What you have to do
Reproduce each of the entries below line for line, leaving out the pictures.

Object pointing dataset rows
[START]

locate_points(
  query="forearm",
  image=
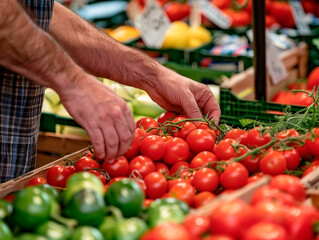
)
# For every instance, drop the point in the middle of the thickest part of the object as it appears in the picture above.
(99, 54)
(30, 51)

[END]

Written response
locate_points(
  query="forearm",
  image=
)
# For every instance, drop the point in the middle of the thickest part of the object as it appears in the picture above.
(99, 54)
(30, 51)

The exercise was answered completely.